TASK DIRECTIONS → The goal is an unaltered copy of the records below, minus any images.
-- PROVIDED DATA follows --
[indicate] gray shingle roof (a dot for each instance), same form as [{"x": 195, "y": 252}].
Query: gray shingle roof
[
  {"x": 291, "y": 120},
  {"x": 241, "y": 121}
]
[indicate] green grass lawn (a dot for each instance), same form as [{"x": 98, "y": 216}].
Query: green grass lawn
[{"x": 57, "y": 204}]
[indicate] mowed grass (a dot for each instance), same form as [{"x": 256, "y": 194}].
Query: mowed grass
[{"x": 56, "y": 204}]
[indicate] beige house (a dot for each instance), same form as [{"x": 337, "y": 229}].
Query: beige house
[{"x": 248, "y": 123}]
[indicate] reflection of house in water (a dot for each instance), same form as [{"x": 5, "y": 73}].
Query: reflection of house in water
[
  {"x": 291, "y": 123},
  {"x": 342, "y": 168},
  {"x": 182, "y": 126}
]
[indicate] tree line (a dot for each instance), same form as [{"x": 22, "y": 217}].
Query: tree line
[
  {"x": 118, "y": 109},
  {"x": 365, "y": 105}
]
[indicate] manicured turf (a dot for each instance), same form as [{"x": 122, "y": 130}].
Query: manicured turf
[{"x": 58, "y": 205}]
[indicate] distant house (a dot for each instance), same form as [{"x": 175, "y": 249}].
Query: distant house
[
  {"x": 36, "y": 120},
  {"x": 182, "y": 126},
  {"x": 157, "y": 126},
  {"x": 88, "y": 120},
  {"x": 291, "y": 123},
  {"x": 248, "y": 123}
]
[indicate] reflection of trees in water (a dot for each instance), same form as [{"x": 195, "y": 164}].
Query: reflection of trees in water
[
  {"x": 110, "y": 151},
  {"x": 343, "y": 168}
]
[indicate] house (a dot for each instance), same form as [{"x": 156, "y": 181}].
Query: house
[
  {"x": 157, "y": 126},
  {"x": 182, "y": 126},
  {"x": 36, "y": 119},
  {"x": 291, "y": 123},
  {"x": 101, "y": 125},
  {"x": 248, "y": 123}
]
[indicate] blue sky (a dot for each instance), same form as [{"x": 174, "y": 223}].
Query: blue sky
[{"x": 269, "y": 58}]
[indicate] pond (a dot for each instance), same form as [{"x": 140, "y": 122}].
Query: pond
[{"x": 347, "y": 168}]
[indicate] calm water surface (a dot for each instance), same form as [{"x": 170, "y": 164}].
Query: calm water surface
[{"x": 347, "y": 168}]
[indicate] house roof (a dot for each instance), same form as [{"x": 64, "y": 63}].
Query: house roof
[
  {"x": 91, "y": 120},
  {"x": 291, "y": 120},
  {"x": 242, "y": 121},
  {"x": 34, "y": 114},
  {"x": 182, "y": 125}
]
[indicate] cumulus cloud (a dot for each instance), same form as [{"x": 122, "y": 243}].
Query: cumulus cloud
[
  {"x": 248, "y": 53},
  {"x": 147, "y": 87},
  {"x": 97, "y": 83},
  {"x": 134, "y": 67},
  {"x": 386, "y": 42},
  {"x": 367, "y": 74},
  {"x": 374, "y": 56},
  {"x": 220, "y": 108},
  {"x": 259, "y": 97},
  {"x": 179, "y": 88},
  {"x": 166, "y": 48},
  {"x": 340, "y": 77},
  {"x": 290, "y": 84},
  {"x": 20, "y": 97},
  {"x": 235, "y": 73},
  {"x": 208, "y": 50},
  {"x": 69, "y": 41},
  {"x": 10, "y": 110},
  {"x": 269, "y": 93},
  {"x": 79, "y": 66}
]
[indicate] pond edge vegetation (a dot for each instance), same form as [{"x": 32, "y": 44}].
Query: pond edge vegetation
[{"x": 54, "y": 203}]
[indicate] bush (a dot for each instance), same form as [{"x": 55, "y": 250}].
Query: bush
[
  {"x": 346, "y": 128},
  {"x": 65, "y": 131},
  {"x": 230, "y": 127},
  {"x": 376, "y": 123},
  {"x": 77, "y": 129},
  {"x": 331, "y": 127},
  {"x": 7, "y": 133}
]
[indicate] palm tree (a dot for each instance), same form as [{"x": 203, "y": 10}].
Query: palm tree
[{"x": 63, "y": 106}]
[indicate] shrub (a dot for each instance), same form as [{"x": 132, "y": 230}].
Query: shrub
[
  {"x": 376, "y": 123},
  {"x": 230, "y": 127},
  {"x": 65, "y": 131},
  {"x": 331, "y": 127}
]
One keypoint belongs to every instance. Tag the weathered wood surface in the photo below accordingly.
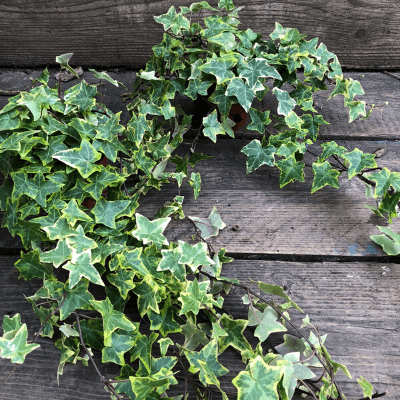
(364, 34)
(262, 218)
(356, 304)
(379, 88)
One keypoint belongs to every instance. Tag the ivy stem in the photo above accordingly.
(64, 296)
(286, 320)
(102, 378)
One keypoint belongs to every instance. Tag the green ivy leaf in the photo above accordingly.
(105, 77)
(209, 226)
(164, 321)
(194, 255)
(366, 387)
(83, 96)
(30, 266)
(291, 170)
(81, 266)
(244, 94)
(122, 280)
(260, 381)
(256, 68)
(212, 127)
(76, 298)
(220, 67)
(112, 319)
(259, 120)
(286, 103)
(209, 355)
(195, 183)
(120, 343)
(391, 244)
(234, 328)
(358, 161)
(312, 123)
(267, 323)
(151, 231)
(170, 262)
(105, 212)
(193, 297)
(384, 180)
(324, 175)
(142, 349)
(58, 255)
(83, 159)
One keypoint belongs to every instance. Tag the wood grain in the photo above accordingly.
(356, 304)
(364, 34)
(262, 218)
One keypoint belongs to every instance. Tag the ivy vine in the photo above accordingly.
(75, 177)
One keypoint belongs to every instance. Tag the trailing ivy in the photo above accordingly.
(75, 177)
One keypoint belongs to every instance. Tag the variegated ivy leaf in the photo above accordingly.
(324, 175)
(266, 322)
(82, 96)
(112, 319)
(259, 120)
(121, 342)
(209, 355)
(13, 343)
(212, 127)
(293, 121)
(80, 267)
(30, 267)
(223, 101)
(58, 255)
(332, 148)
(286, 103)
(209, 226)
(234, 328)
(151, 231)
(83, 159)
(260, 381)
(172, 20)
(110, 130)
(37, 100)
(256, 68)
(244, 94)
(291, 170)
(105, 212)
(220, 67)
(384, 180)
(194, 297)
(194, 255)
(258, 153)
(170, 262)
(164, 321)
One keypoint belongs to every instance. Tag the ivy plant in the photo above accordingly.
(74, 179)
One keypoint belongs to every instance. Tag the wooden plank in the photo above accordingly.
(356, 304)
(262, 218)
(119, 32)
(383, 123)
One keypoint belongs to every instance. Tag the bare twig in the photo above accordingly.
(64, 296)
(102, 378)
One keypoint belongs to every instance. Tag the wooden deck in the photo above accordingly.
(317, 245)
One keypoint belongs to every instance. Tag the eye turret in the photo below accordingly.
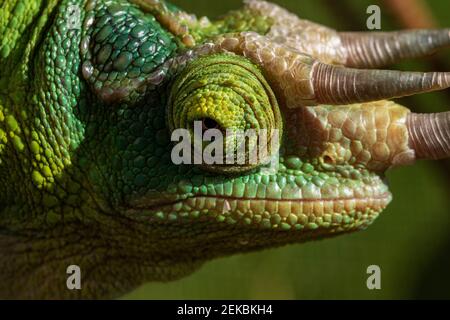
-- PROVIDED DATA concluded --
EXERCISE OUTPUT →
[indicate] gray shingle roof (a dot for each instance), same form as [{"x": 195, "y": 252}].
Query: gray shingle roof
[
  {"x": 291, "y": 120},
  {"x": 241, "y": 121}
]
[indicate] green grass lawn (a dot for each instance), same form as [{"x": 98, "y": 216}].
Query: green grass lawn
[{"x": 57, "y": 204}]
[indicate] mowed grass (a dot for each instance), same form as [{"x": 256, "y": 194}].
Query: mowed grass
[{"x": 56, "y": 204}]
[indicate] beige house (a dot for each instance), same form as [{"x": 337, "y": 229}].
Query: beige house
[{"x": 248, "y": 123}]
[indicate] reflection of house in water (a dot for each instance), same form as [{"x": 5, "y": 73}].
Query: reflection of house in water
[
  {"x": 291, "y": 123},
  {"x": 342, "y": 168},
  {"x": 182, "y": 126}
]
[indicate] tree line (a dot for each instance), same form as [{"x": 22, "y": 217}].
Query: tree line
[
  {"x": 118, "y": 109},
  {"x": 365, "y": 105}
]
[indicate] manicured turf (a dot for each instance), same form as [{"x": 122, "y": 130}].
Query: manicured turf
[{"x": 58, "y": 205}]
[indicate] distant house (a dot for each instance), same form as [{"x": 175, "y": 249}].
Query: distant house
[
  {"x": 36, "y": 120},
  {"x": 182, "y": 126},
  {"x": 157, "y": 126},
  {"x": 88, "y": 120},
  {"x": 291, "y": 123},
  {"x": 248, "y": 123}
]
[indicate] reflection of trees in water (a dot for each instance), same form as [{"x": 195, "y": 164}].
Query: reflection of trees in water
[
  {"x": 110, "y": 151},
  {"x": 343, "y": 168}
]
[indicate] house (a dot for each instance), same form as [{"x": 156, "y": 181}].
Query: house
[
  {"x": 157, "y": 126},
  {"x": 182, "y": 126},
  {"x": 36, "y": 119},
  {"x": 291, "y": 123},
  {"x": 101, "y": 125},
  {"x": 248, "y": 123}
]
[indicate] blue sky (a dot for each instance), same form as [{"x": 174, "y": 223}].
Query: blue sky
[{"x": 269, "y": 58}]
[indicate] pond (a dot for each instance), same form as [{"x": 140, "y": 122}].
Query: pond
[{"x": 347, "y": 168}]
[indicate] calm water surface (a dot for each instance), same form as [{"x": 170, "y": 164}].
Query: calm water surface
[{"x": 347, "y": 168}]
[indicate] house roof (a dot for each instance), same form as [{"x": 64, "y": 63}].
Query: house roof
[
  {"x": 91, "y": 120},
  {"x": 291, "y": 120},
  {"x": 242, "y": 121},
  {"x": 34, "y": 114},
  {"x": 182, "y": 125}
]
[indicate] cumulus cloud (a dot for each instance), same form as [{"x": 122, "y": 243}].
Query: cumulus cloud
[
  {"x": 248, "y": 53},
  {"x": 147, "y": 87},
  {"x": 97, "y": 83},
  {"x": 134, "y": 67},
  {"x": 386, "y": 42},
  {"x": 367, "y": 74},
  {"x": 374, "y": 56},
  {"x": 220, "y": 108},
  {"x": 259, "y": 97},
  {"x": 179, "y": 88},
  {"x": 166, "y": 48},
  {"x": 340, "y": 77},
  {"x": 290, "y": 84},
  {"x": 20, "y": 97},
  {"x": 235, "y": 73},
  {"x": 208, "y": 50},
  {"x": 69, "y": 41},
  {"x": 10, "y": 110},
  {"x": 269, "y": 93},
  {"x": 79, "y": 66}
]
[indicate] pond edge vegetation (a dot for each instance), same form as [{"x": 32, "y": 44}].
Query: pond edge vegetation
[{"x": 54, "y": 203}]
[indicate] bush (a dot for each instance), same form as [{"x": 55, "y": 250}].
Query: bush
[
  {"x": 346, "y": 128},
  {"x": 65, "y": 131},
  {"x": 230, "y": 127},
  {"x": 376, "y": 123},
  {"x": 77, "y": 129},
  {"x": 331, "y": 127},
  {"x": 7, "y": 133}
]
[indicate] palm tree (a dot for each instance), same form as [{"x": 203, "y": 10}].
Query: palm tree
[{"x": 63, "y": 106}]
[indicate] shrub (a dot for each instance), same form as [{"x": 132, "y": 230}].
Query: shrub
[
  {"x": 376, "y": 123},
  {"x": 230, "y": 127},
  {"x": 65, "y": 131},
  {"x": 331, "y": 127}
]
One keypoint belongs to every instance. Tag the weathered wood surface in the photo below accordingly.
(364, 34)
(262, 218)
(356, 304)
(379, 88)
One keypoint belongs to every instance. Tag the ivy stem in the photo above accordingly.
(64, 296)
(286, 320)
(102, 378)
One keypoint belongs to every instance. Tag the green ivy leaf in the photo above accordingly.
(105, 77)
(209, 226)
(164, 321)
(194, 255)
(366, 387)
(83, 96)
(30, 266)
(291, 170)
(81, 266)
(244, 94)
(122, 280)
(260, 381)
(256, 68)
(212, 127)
(76, 298)
(220, 67)
(112, 319)
(259, 120)
(286, 103)
(209, 355)
(195, 183)
(120, 343)
(391, 244)
(234, 328)
(358, 161)
(312, 123)
(267, 323)
(151, 231)
(170, 262)
(105, 212)
(193, 297)
(384, 180)
(324, 175)
(142, 349)
(58, 255)
(83, 159)
One keypoint belongs to every instance. Tag the wood grain in the photo above accordingly.
(356, 304)
(364, 34)
(262, 218)
One keypoint belongs to every instance. Tag the ivy vine in the photo above accordingly.
(75, 177)
One keypoint belongs to every instance. Tag the trailing ivy in the photo above accordingly.
(75, 177)
One keypoint belongs to every instance. Tag the variegated ivy leaf in the photo above accordingly.
(324, 175)
(266, 322)
(82, 96)
(112, 319)
(259, 120)
(121, 342)
(209, 355)
(13, 343)
(212, 127)
(293, 121)
(80, 267)
(30, 267)
(223, 101)
(58, 255)
(332, 148)
(286, 103)
(209, 226)
(234, 328)
(151, 231)
(83, 159)
(260, 381)
(172, 20)
(110, 130)
(37, 100)
(256, 68)
(244, 94)
(291, 170)
(105, 212)
(220, 67)
(384, 180)
(194, 297)
(194, 255)
(258, 153)
(170, 262)
(164, 321)
One keypoint belongs to every instance. Tag the ivy plant in the photo above accordingly.
(74, 179)
One keypoint belongs to every instance. Tag the wooden plank in the photo above accordingly.
(356, 304)
(262, 218)
(119, 32)
(383, 123)
One keypoint belongs to every instance. Tag the bare twig in the photo above accordingly.
(64, 296)
(102, 378)
One keypoint belongs to every instance. Tag the wooden deck in the photo above accordingly.
(317, 245)
One keypoint belongs to every instance. Tag the eye turret in the photo below accordingly.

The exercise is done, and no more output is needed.